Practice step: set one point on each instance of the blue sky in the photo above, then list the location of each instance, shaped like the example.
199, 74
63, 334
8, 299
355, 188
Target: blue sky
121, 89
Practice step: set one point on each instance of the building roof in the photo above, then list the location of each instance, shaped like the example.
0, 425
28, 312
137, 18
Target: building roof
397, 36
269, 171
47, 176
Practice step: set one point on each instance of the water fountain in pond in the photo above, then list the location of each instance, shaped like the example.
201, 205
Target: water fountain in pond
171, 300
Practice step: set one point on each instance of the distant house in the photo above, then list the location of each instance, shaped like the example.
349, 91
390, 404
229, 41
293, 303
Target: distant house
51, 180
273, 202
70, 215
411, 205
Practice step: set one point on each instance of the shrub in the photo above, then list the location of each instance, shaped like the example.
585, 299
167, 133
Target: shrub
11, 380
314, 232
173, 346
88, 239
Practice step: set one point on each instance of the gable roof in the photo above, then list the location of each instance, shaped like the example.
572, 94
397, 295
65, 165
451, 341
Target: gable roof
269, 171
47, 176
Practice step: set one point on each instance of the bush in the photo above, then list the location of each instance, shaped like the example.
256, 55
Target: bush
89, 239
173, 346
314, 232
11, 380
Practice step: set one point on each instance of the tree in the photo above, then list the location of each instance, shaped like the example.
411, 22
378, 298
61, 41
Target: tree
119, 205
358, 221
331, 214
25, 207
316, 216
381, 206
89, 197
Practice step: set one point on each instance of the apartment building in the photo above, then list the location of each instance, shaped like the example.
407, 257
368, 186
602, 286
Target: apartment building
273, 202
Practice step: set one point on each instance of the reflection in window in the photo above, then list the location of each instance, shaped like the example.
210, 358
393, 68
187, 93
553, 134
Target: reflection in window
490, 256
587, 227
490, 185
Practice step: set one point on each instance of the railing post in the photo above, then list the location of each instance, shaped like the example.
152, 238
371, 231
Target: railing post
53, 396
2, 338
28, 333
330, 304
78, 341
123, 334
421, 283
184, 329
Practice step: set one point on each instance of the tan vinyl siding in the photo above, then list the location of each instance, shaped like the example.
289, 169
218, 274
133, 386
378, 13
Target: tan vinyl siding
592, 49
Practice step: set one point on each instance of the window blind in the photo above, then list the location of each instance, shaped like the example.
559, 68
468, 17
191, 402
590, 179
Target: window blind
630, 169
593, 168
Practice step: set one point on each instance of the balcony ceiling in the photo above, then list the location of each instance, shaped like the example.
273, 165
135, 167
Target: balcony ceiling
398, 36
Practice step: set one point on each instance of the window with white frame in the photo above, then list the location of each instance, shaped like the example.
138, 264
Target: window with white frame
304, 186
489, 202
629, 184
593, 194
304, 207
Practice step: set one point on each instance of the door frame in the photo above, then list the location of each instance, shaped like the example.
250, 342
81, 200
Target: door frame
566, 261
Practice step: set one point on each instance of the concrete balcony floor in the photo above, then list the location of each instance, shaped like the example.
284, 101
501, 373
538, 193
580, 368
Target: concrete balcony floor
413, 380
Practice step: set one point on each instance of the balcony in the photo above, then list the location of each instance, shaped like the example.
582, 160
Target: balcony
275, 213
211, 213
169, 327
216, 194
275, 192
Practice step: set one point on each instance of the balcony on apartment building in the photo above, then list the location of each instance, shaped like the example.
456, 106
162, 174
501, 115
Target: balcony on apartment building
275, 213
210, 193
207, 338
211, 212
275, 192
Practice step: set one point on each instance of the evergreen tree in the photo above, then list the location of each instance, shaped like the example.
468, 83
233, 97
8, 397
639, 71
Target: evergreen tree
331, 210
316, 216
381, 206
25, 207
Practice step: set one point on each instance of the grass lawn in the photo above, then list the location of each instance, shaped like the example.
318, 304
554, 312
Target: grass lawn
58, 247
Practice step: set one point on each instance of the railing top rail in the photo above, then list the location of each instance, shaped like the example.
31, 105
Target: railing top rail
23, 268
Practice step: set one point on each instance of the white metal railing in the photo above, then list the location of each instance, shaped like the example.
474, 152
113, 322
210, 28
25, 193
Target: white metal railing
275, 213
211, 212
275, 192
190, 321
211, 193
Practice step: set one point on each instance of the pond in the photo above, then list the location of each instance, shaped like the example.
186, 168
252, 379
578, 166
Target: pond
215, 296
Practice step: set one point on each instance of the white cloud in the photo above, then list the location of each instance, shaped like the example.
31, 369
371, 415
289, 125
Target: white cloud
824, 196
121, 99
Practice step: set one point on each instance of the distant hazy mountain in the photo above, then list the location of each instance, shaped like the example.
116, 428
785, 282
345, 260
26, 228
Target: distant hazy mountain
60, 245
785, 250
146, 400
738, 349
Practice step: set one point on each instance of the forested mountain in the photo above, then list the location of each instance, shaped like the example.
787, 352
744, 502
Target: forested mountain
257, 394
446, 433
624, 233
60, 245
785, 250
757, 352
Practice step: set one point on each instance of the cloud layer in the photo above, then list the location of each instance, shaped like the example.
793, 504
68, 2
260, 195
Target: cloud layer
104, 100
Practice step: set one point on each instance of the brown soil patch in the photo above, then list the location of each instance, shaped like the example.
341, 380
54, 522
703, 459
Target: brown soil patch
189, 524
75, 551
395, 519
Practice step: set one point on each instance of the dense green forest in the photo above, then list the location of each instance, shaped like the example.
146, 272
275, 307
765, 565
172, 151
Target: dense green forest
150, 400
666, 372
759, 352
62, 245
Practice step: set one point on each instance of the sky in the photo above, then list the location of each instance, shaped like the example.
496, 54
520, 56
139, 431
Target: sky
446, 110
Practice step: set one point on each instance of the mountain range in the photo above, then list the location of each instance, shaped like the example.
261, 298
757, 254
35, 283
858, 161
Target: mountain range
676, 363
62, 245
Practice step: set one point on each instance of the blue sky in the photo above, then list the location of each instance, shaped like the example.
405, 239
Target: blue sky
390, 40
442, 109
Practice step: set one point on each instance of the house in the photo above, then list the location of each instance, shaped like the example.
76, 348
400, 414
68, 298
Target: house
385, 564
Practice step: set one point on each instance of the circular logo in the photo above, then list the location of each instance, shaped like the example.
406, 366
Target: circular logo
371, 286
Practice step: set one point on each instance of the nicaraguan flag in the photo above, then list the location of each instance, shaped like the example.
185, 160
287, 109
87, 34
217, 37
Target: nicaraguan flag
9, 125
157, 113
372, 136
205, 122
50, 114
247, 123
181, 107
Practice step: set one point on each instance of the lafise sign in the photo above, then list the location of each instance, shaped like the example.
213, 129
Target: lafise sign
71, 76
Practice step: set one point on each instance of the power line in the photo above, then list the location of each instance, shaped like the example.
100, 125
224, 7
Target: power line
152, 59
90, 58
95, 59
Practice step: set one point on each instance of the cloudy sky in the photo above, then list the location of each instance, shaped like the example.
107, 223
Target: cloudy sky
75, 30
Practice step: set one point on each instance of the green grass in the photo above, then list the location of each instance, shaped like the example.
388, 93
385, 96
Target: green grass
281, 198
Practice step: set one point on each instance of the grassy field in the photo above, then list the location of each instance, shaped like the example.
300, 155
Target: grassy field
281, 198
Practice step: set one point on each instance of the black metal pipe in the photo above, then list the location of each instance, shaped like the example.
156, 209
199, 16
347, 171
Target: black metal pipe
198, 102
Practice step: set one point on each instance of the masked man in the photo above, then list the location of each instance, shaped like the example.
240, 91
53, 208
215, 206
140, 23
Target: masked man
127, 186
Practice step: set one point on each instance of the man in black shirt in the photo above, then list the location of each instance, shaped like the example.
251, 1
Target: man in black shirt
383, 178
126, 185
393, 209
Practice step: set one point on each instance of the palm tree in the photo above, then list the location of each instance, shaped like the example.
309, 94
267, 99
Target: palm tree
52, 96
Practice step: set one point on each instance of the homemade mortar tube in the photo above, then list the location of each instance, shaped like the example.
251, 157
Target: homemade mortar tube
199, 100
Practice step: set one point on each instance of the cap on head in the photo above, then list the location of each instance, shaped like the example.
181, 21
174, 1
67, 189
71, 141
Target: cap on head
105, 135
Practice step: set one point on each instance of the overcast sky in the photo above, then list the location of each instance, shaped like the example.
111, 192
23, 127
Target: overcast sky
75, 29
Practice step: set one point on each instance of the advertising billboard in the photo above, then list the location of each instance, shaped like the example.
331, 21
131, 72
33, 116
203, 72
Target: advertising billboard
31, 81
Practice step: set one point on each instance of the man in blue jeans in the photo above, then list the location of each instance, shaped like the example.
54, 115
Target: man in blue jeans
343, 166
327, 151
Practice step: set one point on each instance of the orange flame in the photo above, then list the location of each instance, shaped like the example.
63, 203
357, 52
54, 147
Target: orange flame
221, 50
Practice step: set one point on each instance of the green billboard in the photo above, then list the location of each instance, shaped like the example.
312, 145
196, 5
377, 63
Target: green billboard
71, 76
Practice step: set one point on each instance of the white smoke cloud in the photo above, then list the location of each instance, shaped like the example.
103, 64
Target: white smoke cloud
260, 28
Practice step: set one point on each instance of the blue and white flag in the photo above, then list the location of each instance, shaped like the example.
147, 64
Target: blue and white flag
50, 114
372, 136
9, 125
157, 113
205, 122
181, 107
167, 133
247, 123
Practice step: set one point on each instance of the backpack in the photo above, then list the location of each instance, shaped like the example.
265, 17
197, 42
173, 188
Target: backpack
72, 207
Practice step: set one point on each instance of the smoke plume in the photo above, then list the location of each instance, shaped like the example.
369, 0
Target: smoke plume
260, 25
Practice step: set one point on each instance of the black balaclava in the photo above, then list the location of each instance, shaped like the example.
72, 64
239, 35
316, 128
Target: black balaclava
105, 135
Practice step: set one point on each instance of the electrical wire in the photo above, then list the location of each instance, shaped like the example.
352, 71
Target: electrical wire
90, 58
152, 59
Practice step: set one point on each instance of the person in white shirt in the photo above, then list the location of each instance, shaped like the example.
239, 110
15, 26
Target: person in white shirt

—————

To do =
Return each line from the data where the string "person" can be found.

Written answer =
Practice step: set one point on each instance of the person in white shirt in the photo above, then list the location of each instance, shaped like the example.
Target: person in white shirt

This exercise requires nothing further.